> _DOCUMENT PASSAGE_
────────────────────────────────────────
We first sued DHS Secretary Chertoff in 2005 in the case entitled Rodriquez Ruiz v. Chertoff, Cv. No. EDCV 05-0966 (Central District of California) because after five years the DHS had still not issued U visa regulations or an application form, and instead was only issuing something called “interim relief’ to a small number of applicants.
We agreed to dismiss that case in early 2006 after (1) USCIS agreed to issue a policy memorandum stating that when a U visa was approved in the future it would be back-dated to the time when the applicant was granted “interim relief” so that the required three years of U visa status before an applicant may apply for lawful permanent resident (green card) status would commence when the applicant was granted “interim relief,” rather than later when granted U visa status, and (2) USCIS convinced Congress to give them until June 2006 to issue the U visa regulations.
Filing of current litigation
When USCIS failed to issue regulations in 2006, we again sued in March 2007, this time in federal court in San Francisco (Catholic Charities CYO v. Chertoff, Cv. No. 07-01307-PJH). Co-counsel includes the Asian Pacific Islander Legal Outreach (San Francisco), the Public Law Center (Santa Ana, CA), Central American Resource Center (Los Angeles), pro bono counsel Bustamante and Associates (Los Angeles), pro bono law professor James Eyster, and Sanctuary for Families (NY).
Plaintiffs include several organizations serving migrant crime victims including our domestic violence project Voces Unidas (Voces Unidas provides legal assistance and technical support on matters involving immigrant crime victims and domestic violence— see www,vocesunidas.org for information including a database of resources available to advocates and immigrant victims of violent crimes and survivors of domestic violence), Catholic Charities CYO of San Francisco, International Institute of the East Bay, Sanctuary For Families, the Diocesan Migrant & Refugee Services, Inc. (El Paso), and eighteen migrant crime victims eligible for U visas, most residing in the Bay Area. The main focus of the new lawsuit, brought as a nationwide class action, was the USCIS’s failure for seven years to issue U visa regulations and an application form, or to take steps to remedy the 7-year delay in issuing U visas.
In June 2007 the government filed a motion to dismiss all claims. We filed an extensive opposition in July. A court hearing was held August 15, 2007, in San Francisco. The government lawyers sheepishly told the judge that on that very day Secretary Chertoff was “signing-off” on U visa regulations (no coincidence, of course!). Despite this assurance from the government’s lawyers, the judge nevertheless refused to dismiss any of the claims raised in the lawsuit. She ordered the government to provide monthly reports on their progress in getting the regulations and an application form issued, said hopefully this would get done promptly, and scheduled another hearing for January. As you know, the regulations were issued shortly thereafter and migrants could begin filing for U visas in October 2007. For the first time several thousand migrant crime victims were actually able to apply for U visas.
────────────────────────────────────────
> _TASKS TO COMPLETE_
a - Retype the records word for word, from the line containing "target | bike saddle" through the final line of the records.
b - Extend the account of the U visa lawsuits, picking up right after its last sentence.
────────────────────────────────────────
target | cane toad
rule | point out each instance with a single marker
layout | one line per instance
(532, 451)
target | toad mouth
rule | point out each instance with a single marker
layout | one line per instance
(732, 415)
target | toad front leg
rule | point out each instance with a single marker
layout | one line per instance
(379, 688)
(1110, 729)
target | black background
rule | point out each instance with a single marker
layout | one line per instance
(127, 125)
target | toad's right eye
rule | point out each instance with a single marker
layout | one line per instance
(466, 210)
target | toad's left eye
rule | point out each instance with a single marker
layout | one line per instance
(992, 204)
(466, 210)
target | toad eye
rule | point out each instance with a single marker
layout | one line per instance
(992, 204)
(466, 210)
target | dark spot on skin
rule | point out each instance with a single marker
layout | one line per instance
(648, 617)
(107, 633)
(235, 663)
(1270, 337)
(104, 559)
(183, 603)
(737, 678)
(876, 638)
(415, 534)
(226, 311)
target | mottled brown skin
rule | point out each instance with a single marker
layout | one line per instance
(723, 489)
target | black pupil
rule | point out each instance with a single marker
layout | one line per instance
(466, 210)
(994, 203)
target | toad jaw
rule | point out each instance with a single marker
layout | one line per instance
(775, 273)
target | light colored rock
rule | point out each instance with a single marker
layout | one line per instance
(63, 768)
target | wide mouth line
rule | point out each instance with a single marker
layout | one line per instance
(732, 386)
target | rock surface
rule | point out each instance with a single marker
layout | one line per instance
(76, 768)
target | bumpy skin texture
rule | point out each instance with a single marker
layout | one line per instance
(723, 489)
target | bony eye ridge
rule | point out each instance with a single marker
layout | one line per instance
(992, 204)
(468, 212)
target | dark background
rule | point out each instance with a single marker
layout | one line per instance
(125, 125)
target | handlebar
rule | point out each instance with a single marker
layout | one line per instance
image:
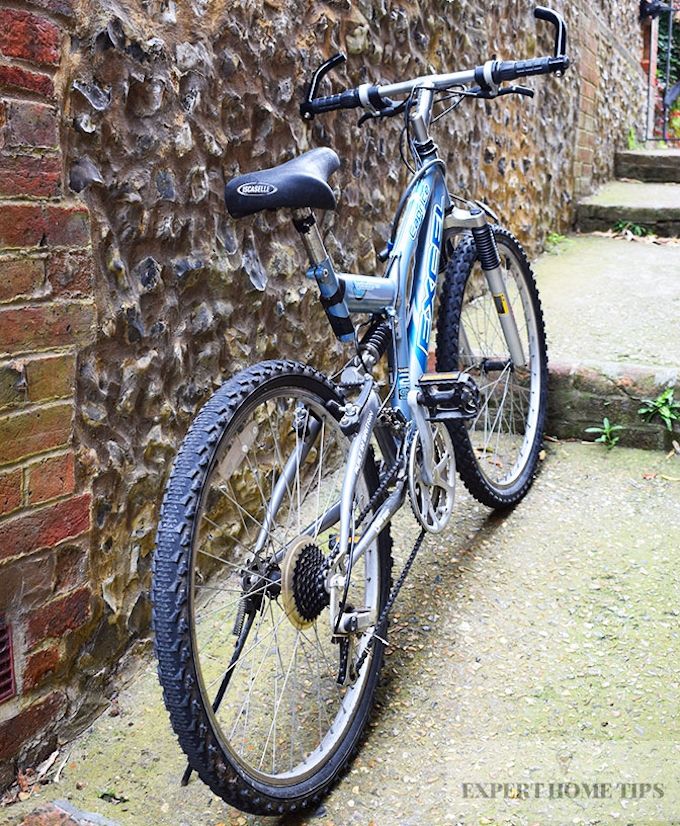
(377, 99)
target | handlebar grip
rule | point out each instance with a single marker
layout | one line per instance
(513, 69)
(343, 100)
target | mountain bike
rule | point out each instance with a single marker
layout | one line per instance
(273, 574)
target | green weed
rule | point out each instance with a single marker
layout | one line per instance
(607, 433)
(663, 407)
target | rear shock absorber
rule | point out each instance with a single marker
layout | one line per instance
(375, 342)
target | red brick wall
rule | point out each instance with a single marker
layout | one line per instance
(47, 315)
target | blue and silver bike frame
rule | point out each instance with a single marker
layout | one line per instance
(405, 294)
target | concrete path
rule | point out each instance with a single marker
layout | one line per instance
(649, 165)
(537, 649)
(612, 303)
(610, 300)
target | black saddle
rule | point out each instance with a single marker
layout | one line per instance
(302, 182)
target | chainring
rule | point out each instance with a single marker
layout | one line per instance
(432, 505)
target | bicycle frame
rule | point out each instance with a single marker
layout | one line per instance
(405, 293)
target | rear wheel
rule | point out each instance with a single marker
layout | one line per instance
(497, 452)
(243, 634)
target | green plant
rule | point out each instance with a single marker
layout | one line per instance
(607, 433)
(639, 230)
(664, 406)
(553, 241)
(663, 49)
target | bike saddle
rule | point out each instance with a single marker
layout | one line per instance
────────────────────────────────────────
> _TASK RESPONSES_
a -
target | bike saddle
rule | point out each instance with a single marker
layout | one line per instance

b -
First Amended Complaint
Next we reviewed the public comments submitted to the USCIS in response to the interim U visa regulations and in February 2008, with the judge’s permission, we filed a First Amended Complaint including several of the key issues advocates raised in their comments:
(1) The new regulations do nothing to “recapture” the 70,000 visas lost during the government’s 7-year delay (the statute authorizes 10,000 visas per year);
(2) the regulations do not include procedures for applicants to apply for permanent resident status (though people who earlier had “interim relief” for three years are supposed to be able to apply for LPR status immediately;
(3) the regulations do nothing to accelerate the ability of people who should have been granted lawful permanent resident status a few years ago to apply for US citizenship sooner than the normal five year wait;
(4) the regulations provided no protection for derivatives of U visa applicants when either the crime victim or a relative of the crime victim was “aging out” by turning 21 (but would not have aged out if the U visas had been issued earlier);
(5) the regulations impose an unreasonable requirement that U visa certifications showing that the applicant is a victim of a crime and cooperated with a law enforcement agency must be signed by the head of the agency or someone designated by the head of the agency, rather than by the officers actually involved in the investigation or prosecution;
(6) the regulations only permit applicants to use law enforcement certifications signed within the past six months before the application is filed;
(7) the regulations improperly require that U visa derivative family members apply separately for annual work authorization and pay a fee when work authorization should be automatic and without a fee;
(8) the DHS (and ICE, CIS, etc.) itself fails to issue U certifications (that it requires applicants to obtain in order to file a U visa application) when DHS itself is the investigating agency of a crime (for example in immigrant smuggling cases that involve false imprisonment, sexual assaults, extortion, or crimes by DHS employees including Border Patrol, etc.) and
(9) the regulations (and the statute) do not permit the undocumented parents of a US citizen crime victim child to apply for derivative status, only the undocumented parent of an immigrant child crime victim (this violates the equal protection guarantee of the Fifth Amendment).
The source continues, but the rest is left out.